THINGS TO DO:
1) Reproduce the passage of the Herbert Aptheker article below that falls between "In 1966, while" and "a murder rap.", inclusive.
2) Write the next portion of the Herbert Aptheker article below, picking up after its final sentence.

SELECTION:
☆ ☆ ☆ ☆ ☆
The man who was America’s “most dangerous Communist”

Herbert Aptheker

Very few members of the general public remember him now, but in his time Herbert Aptheker (1915 – 2003) was a very big deal indeed, and to this day he is a revered figure in the academy. He is considered a pioneer in the historical study of slavery in America – more broadly, in the general history of black Americans, and, more narrowly, in the history of slave revolts.

But he was not just a scholar. He was a devout Communist. David Horowitz called him “the Communist Party’s most prominent Cold War intellectual.” J. Edgar Hoover once said that the FBI considered Aptheker “the most dangerous Communist in the United States.” In 2015, Harvey Klehr, the historian of American Communism and of Soviet spying in the US, described him as “an ideological fanatic who squandered his talents as a historian, gave slavish devotion to a monstrous regime, and lacked the intellectual courage to say publicly what he wrote privately.”

Harvey Klehr

Indeed, as Klehr noted, Aptheker “joined the American Communist party (CPUSA) in August 1939, after the Nazi-Soviet pact, just as thousands of other disillusioned Jewish Communists were leaving.” And good Stalinist that he was, he parroted Uncle Joe’s calls for peace with Germany and, when the Nazis violated the pact in 1941 by invading the USSR, immediately reversed his position, calling for the US to fight shoulder to shoulder with the USSR and UK.

Aptheker’s whole adult life revolved around the CPUSA. As a student he was active in CPUSA front organizations, taught at the CPUSA’s New York Workers School, and was a regular reader of the CPUSA’s Daily Worker and New Masses and a contributor to other CPUSA rags. After the war, in which he fought on the European front, Aptheker settled in the American South, becoming an “education worker” (which is something like a “community organizer”) and working for yet another CPUSA front. From 1948 to 1953 he was a staffer at the CPUSA’s literary journal, Masses and Mainstream; from 1953 to 1963 he edited the CPUSA’s ideological monthly, Political Affairs; and from 1957 to 1991, he was a member of the CPUSA’s national committee, on which he was considered was the party’s leading “theoretician.”

Aptheker, Hayden, and other Hanoi travel companions

While the USSR lasted, nothing shook his devotion to it. He was always prepared to defend Stalin’s atrocities, and when the Soviets invaded Hungary in 1956, he wrote a book justifying the invasion. He also penned a defense of the 1968 invasion of Czechoslovakia. If the Kremlin was incapable of doing anything of which Aptheker would not approve, the U.S., in his view, could do no right. For him, the Marshall Plan amounted to “renazification.” And of course the Vietnam War was, in his eyes, a pure act of imperialist aggression. In 1966 he and Tom Hayden – the California radical who was then Jane Fonda’s husband – made “solidarity” trips to Hanoi and Beijing.

Eldridge Cleaver

In 1966, while remaining a CPUSA stalwart, Aptheker ran for Congress as a member of the Peace and Freedom Party, whose candidate for president of the U.S., two years later, was Eldridge Cleaver, the Black Panther leader and convicted rapist who would later become involved in a shootout with Oakland police and flee the country to escape a murder rap.
☆ ☆ ☆ ☆ ☆
STORED DATA:
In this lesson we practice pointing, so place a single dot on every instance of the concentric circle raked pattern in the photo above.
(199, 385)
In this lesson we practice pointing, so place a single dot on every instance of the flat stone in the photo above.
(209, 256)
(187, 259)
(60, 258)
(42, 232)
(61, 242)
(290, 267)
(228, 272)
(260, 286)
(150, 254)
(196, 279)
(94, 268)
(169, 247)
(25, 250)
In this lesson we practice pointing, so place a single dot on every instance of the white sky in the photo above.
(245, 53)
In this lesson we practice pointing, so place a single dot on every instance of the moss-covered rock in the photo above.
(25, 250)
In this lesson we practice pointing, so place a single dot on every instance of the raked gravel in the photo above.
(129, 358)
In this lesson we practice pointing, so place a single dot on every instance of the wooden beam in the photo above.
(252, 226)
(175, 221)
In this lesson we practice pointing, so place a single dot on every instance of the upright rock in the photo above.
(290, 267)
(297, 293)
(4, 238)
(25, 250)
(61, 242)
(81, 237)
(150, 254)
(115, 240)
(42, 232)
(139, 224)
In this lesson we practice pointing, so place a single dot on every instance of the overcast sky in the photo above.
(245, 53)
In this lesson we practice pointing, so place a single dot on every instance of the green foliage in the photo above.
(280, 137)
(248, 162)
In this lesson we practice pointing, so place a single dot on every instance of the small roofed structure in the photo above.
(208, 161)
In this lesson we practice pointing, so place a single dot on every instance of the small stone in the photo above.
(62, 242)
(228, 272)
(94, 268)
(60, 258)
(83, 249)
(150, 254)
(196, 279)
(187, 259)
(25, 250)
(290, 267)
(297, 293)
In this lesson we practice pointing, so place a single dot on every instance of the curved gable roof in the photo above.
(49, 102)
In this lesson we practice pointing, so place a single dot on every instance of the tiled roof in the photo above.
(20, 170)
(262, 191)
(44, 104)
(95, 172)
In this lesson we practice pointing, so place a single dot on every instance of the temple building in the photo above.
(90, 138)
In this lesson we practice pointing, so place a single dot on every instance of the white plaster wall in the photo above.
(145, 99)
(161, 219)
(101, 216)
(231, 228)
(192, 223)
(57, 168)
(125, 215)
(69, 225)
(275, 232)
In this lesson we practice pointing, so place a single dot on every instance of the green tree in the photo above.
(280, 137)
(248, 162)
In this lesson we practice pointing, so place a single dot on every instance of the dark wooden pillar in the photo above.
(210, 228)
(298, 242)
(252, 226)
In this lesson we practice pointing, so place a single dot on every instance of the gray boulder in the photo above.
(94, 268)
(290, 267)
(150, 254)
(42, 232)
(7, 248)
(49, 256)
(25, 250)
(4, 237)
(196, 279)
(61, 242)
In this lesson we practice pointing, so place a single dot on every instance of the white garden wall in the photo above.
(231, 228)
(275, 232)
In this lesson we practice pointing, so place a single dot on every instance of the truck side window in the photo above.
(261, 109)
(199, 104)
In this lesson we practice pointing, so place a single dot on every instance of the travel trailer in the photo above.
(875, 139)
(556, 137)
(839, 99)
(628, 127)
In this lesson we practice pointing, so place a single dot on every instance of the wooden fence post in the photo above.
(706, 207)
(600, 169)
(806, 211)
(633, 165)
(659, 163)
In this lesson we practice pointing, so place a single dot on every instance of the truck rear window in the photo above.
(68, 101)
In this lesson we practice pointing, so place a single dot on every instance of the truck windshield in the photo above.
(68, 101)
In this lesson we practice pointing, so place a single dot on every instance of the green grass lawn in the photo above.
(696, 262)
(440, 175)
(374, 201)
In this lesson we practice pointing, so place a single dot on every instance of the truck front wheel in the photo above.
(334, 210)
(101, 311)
☆ ☆ ☆ ☆ ☆
ANSWERS TO THE EXERCISES:
1)
In 1966, while remaining a CPUSA stalwart, Aptheker ran for Congress as a member of the Peace and Freedom Party, whose candidate for president of the U.S., two years later, was Eldridge Cleaver, the Black Panther leader and convicted rapist who would later become involved in a shootout with Oakland police and flee the country to escape a murder rap.

2)
Eugene Genovese

Under the pro-Marxist dispensation on post-Vietnam American campuses, Aptheker’s academic career thrived: he taught at Bryn Mawr, at the University of Massachusetts at Amherst, at CUNY, at Yale, at Berkeley, and at Humboldt University in Berlin. Yet he should never have been considered a serious historian: he consistently twisted or suppressed or invented facts to suit his ideological purposes. (Recall that a habit of focusing on the worst of America, including its history of slavery, was a key CPUSA activity.) Klehr acknowledges that “Aptheker deserves credit as a pioneer in the field of African-American studies,” but notes that “his work later came under sustained attack by far more accomplished historians who argued that he had overemphasized the significance of slave revolts and misjudged the militancy of most slaves. Even his fellow Marxist, Eugene Genovese, who praised Aptheker and sought to integrate him into the historical profession, offered a devastating critique of his thesis.”

Bettina Aptheker

Aptheker did not quit the CPUSA until after the Soviet Union had fallen, leaving him without a lodestar. To be sure, once the USSR was dead, and exposed to the world as, indeed, an Evil Empire, he felt obliged to cough up a few public recriminations, admitting, for example, that the CPUSA (contrary to his decades-long claims) had always been controlled and funded by the Kremlin. “In short,” wrote Klehr, “he confirmed much of what the ‘right-wing reactionaries’ had said about the CPUSA and the Soviet Union for decades.”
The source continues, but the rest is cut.